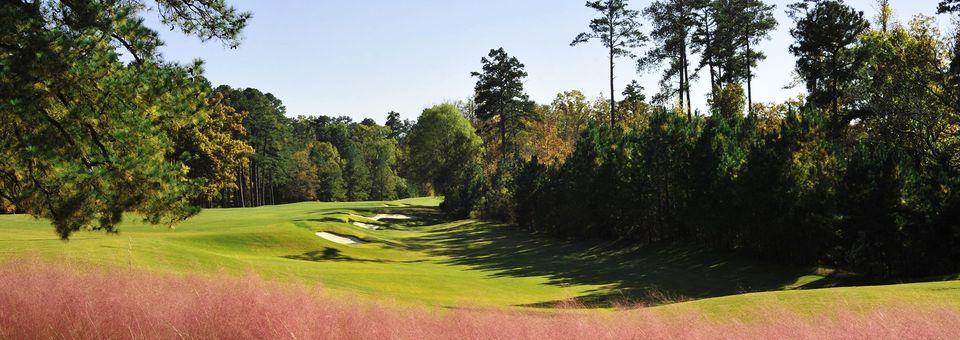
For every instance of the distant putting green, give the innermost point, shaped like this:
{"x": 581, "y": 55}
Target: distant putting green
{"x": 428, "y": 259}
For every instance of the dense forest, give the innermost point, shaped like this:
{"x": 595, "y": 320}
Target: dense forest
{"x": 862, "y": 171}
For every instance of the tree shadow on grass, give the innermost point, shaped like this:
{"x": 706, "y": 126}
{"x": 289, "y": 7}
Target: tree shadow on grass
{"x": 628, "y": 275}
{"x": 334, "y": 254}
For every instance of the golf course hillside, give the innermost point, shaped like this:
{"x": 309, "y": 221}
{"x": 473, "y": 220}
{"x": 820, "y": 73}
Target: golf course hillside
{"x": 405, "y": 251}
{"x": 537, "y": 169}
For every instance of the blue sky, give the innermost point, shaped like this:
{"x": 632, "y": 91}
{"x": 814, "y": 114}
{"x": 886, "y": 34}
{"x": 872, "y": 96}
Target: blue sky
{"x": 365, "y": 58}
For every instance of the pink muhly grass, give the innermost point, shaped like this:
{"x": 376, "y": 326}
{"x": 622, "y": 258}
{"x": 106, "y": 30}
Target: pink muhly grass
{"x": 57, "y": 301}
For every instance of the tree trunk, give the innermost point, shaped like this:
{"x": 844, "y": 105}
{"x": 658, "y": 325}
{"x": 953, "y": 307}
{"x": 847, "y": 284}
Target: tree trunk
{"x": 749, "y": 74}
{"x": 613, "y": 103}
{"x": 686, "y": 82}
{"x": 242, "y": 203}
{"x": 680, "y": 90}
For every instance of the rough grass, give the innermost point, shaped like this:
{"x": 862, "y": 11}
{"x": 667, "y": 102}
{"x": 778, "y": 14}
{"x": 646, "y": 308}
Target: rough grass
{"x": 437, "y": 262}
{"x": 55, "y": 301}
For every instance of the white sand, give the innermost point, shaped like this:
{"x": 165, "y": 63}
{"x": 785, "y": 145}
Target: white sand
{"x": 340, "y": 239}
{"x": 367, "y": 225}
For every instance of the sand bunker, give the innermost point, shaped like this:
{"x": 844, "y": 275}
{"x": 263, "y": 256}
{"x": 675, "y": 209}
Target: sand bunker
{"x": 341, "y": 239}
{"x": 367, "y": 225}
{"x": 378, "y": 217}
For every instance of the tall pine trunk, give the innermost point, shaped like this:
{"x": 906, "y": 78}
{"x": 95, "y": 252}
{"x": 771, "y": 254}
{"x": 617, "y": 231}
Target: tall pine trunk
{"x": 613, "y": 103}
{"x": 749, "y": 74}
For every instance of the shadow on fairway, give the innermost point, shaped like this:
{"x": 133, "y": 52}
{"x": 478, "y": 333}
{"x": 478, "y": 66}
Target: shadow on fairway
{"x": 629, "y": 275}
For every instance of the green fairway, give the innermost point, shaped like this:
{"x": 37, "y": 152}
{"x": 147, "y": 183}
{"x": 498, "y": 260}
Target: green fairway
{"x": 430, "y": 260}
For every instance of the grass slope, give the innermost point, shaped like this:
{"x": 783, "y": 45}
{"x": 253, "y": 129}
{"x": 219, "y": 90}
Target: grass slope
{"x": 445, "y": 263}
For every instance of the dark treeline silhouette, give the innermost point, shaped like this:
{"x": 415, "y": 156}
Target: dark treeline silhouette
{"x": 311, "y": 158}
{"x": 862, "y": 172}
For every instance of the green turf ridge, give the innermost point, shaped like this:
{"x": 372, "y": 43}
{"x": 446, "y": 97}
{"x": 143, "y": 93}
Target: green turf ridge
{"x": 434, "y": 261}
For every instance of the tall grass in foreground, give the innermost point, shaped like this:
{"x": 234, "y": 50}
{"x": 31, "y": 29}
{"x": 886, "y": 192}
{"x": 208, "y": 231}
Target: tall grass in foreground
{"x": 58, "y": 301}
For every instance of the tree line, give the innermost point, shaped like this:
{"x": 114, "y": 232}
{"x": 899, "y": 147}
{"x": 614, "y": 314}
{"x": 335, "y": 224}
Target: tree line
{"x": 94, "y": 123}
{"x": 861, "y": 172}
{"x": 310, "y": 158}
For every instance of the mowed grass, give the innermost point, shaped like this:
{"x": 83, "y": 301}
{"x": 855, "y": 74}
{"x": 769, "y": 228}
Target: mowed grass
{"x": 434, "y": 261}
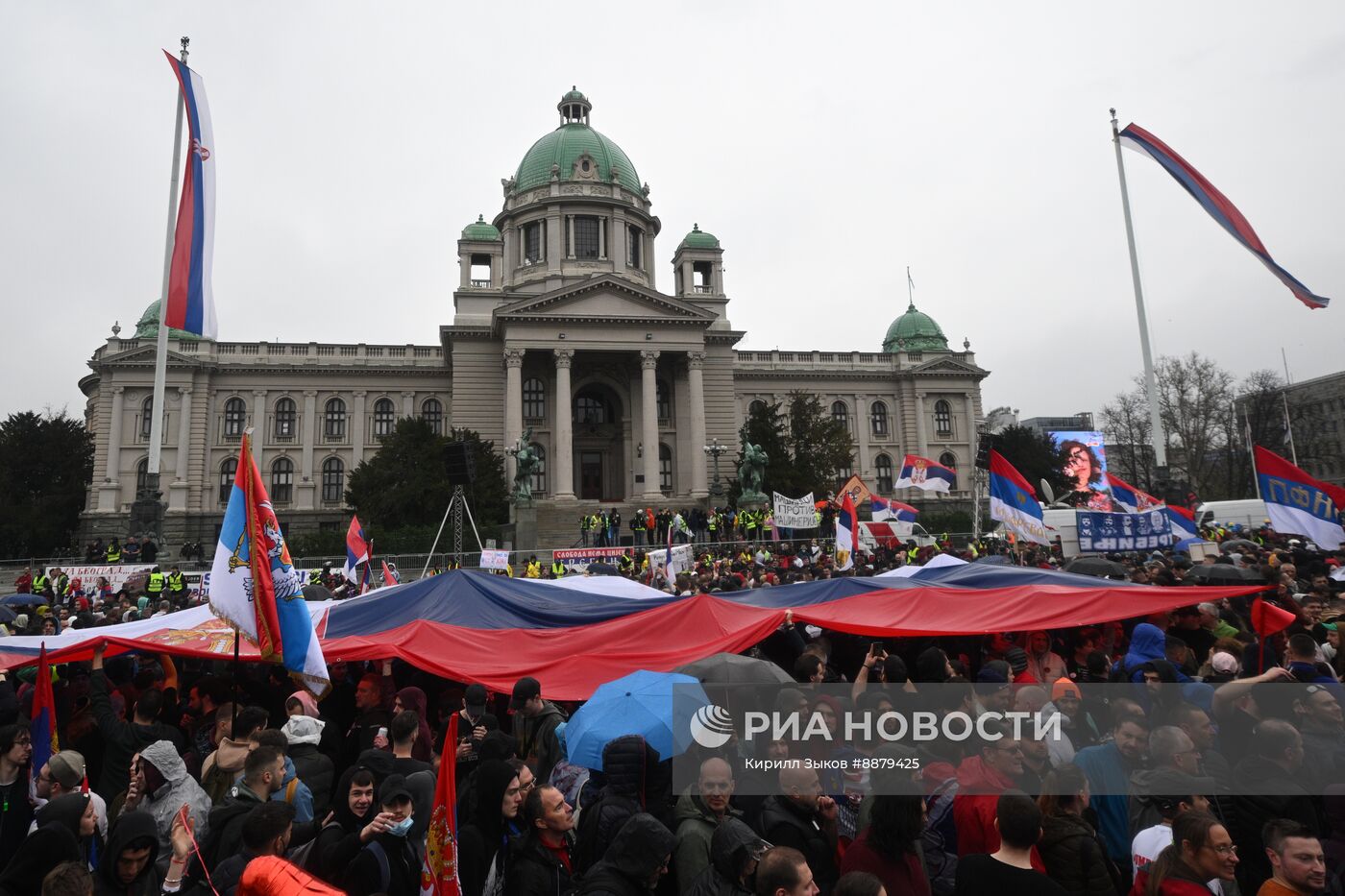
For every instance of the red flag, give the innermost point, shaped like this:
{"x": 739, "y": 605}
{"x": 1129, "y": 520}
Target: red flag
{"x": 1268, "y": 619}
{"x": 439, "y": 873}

++++++++++

_TASK DESCRIPTION_: All of the material above must be retyped exactly, line for line, with the images dropped.

_ANSWER_:
For every instance of the distant putting green, give the innermost point, shaped like this:
{"x": 581, "y": 55}
Target: distant putting green
{"x": 428, "y": 259}
For every instance of the dense forest, give the innermost point, shaped like this:
{"x": 595, "y": 320}
Target: dense forest
{"x": 862, "y": 171}
For every instance of the tree shadow on grass, give the innermost point, shaped like this:
{"x": 706, "y": 126}
{"x": 289, "y": 7}
Target: tree shadow on grass
{"x": 628, "y": 275}
{"x": 334, "y": 254}
For every instance of the golf course hillside, give the innermost point, shaped like this:
{"x": 309, "y": 221}
{"x": 473, "y": 220}
{"x": 820, "y": 73}
Target: golf course hillside
{"x": 405, "y": 251}
{"x": 537, "y": 169}
For every instance of the blue sky, give the innermost point, shaped like this:
{"x": 632, "y": 91}
{"x": 814, "y": 114}
{"x": 886, "y": 34}
{"x": 872, "y": 96}
Target: blue sky
{"x": 365, "y": 58}
For every instance of the pink muhly grass, give the innermost point, shaped like this:
{"x": 376, "y": 326}
{"x": 622, "y": 258}
{"x": 106, "y": 30}
Target: pink muhly grass
{"x": 57, "y": 301}
For every instance of the tree trunk, give the innermost point, shaped like this:
{"x": 844, "y": 105}
{"x": 658, "y": 325}
{"x": 953, "y": 307}
{"x": 847, "y": 284}
Target: tree trunk
{"x": 749, "y": 74}
{"x": 613, "y": 103}
{"x": 686, "y": 82}
{"x": 242, "y": 203}
{"x": 680, "y": 90}
For every instance of the rough grass, give the innermost point, shaped like this:
{"x": 862, "y": 11}
{"x": 667, "y": 102}
{"x": 778, "y": 14}
{"x": 646, "y": 308}
Target: rough grass
{"x": 437, "y": 262}
{"x": 55, "y": 301}
For every instance of the white sand, give the innermost point, shaped like this:
{"x": 165, "y": 63}
{"x": 785, "y": 145}
Target: white sand
{"x": 340, "y": 239}
{"x": 367, "y": 225}
For every instance of the sand bunker, give the innermost point, shaped like this:
{"x": 844, "y": 275}
{"x": 263, "y": 256}
{"x": 675, "y": 209}
Target: sand bunker
{"x": 341, "y": 239}
{"x": 367, "y": 225}
{"x": 378, "y": 217}
For every instance of the tall pine trunk, give the innermost point, shaped like this:
{"x": 906, "y": 78}
{"x": 95, "y": 252}
{"x": 771, "y": 254}
{"x": 617, "y": 231}
Target: tall pine trunk
{"x": 613, "y": 103}
{"x": 749, "y": 74}
For every instance of the shadow on fairway, give the innermost point, shaped like this:
{"x": 133, "y": 52}
{"x": 478, "y": 333}
{"x": 478, "y": 66}
Target: shadow on fairway
{"x": 629, "y": 275}
For every instance of the green fairway, give the innermost point, shaped like this:
{"x": 37, "y": 152}
{"x": 147, "y": 183}
{"x": 498, "y": 260}
Target: green fairway
{"x": 430, "y": 260}
For every instance of the grass slope, give the innermost point, shaped like this:
{"x": 783, "y": 45}
{"x": 253, "y": 129}
{"x": 219, "y": 90}
Target: grass slope
{"x": 445, "y": 263}
For every instance of the dark treeline silhouette, give the innermost point, shaped like this:
{"x": 415, "y": 156}
Target: dark treeline silhouette
{"x": 311, "y": 158}
{"x": 862, "y": 172}
For every instance of the green turf ridge, give the innermost point, shaped like this:
{"x": 372, "y": 43}
{"x": 446, "y": 97}
{"x": 143, "y": 93}
Target: green turf ridge
{"x": 434, "y": 261}
For every instance of the tall grass in foreground, give the innermost point, shaped like this:
{"x": 234, "y": 50}
{"x": 31, "y": 29}
{"x": 886, "y": 192}
{"x": 208, "y": 231}
Target: tall grass in foreground
{"x": 58, "y": 301}
For every instance of the tree line, give the innermost point, shaped like this:
{"x": 114, "y": 232}
{"x": 899, "y": 147}
{"x": 614, "y": 314}
{"x": 335, "y": 224}
Target: tree line
{"x": 94, "y": 123}
{"x": 861, "y": 172}
{"x": 310, "y": 158}
For every instance of the mowed grass, give the innermost point, shaped like this:
{"x": 83, "y": 301}
{"x": 855, "y": 74}
{"x": 769, "y": 228}
Target: mowed grass
{"x": 434, "y": 261}
For every instance of the red flag, give the innermost point, shaped like this:
{"x": 739, "y": 605}
{"x": 1129, "y": 520}
Target: red flag
{"x": 1268, "y": 619}
{"x": 439, "y": 873}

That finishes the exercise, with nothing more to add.